• Exercise description
Reproduce the records below from the line with "the river water" up to and including the line with "the white building", replacing "moored" with "docked" and leaving everything else unchanged.

• Supplied material
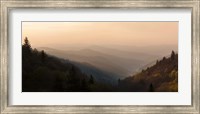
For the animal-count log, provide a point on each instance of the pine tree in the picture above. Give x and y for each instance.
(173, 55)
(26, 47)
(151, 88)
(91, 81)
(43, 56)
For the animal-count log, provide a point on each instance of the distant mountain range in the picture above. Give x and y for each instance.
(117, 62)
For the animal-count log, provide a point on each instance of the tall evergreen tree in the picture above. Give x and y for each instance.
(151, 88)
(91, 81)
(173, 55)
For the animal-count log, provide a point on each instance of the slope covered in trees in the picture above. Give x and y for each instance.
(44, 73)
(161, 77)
* * *
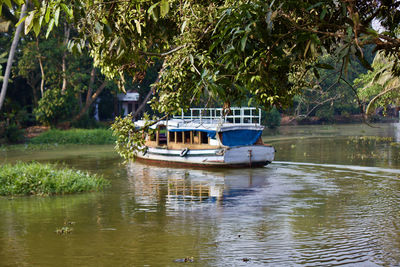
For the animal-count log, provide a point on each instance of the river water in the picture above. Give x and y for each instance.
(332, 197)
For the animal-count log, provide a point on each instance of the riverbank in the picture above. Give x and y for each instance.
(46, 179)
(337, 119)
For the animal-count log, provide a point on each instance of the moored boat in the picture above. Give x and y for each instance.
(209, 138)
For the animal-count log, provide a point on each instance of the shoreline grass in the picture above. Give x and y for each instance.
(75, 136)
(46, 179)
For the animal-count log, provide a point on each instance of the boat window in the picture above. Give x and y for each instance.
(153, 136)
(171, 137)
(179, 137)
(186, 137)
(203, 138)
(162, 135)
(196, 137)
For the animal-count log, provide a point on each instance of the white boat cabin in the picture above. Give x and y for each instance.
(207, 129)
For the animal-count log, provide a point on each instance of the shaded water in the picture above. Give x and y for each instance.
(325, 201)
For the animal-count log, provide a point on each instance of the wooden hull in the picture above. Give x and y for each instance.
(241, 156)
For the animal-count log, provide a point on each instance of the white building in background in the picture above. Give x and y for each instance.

• Task response
For the animal-count log, provide a point on each instance of the river water in the picture above. Give x and y for each instance.
(332, 197)
For the animal-count log, provide a point on each instance of the riverbank in the picture above. Give x and y for each instance.
(46, 179)
(337, 119)
For the animal-count log, provide a point on each instance of the docked boat in the picture above. Give x and y for each instance.
(209, 138)
For the animal-count log, provide a point on each instance of the shoreline grass in the picture above. Give x and y for each instance.
(75, 136)
(46, 179)
For the animal-count log, provide a point on each instance of the boat window in the picture above. Give x and y for each instance.
(153, 136)
(171, 137)
(179, 137)
(186, 137)
(203, 138)
(162, 135)
(196, 137)
For the animal-count log, provide a point on each instance of the white boat cabin in the picture above. Give x and y for each instance.
(207, 129)
For the animal-count log, provide a point on each instance of the shaded water in the picture above. Give x and y for each instance.
(325, 201)
For the animal-count log, provide a point on each instance of the wooden hull in the picture above. Give x and y for each instance.
(241, 156)
For the animal-count log, provide a point on each instance of the white building in background in the picture above. Give x and y for each instance.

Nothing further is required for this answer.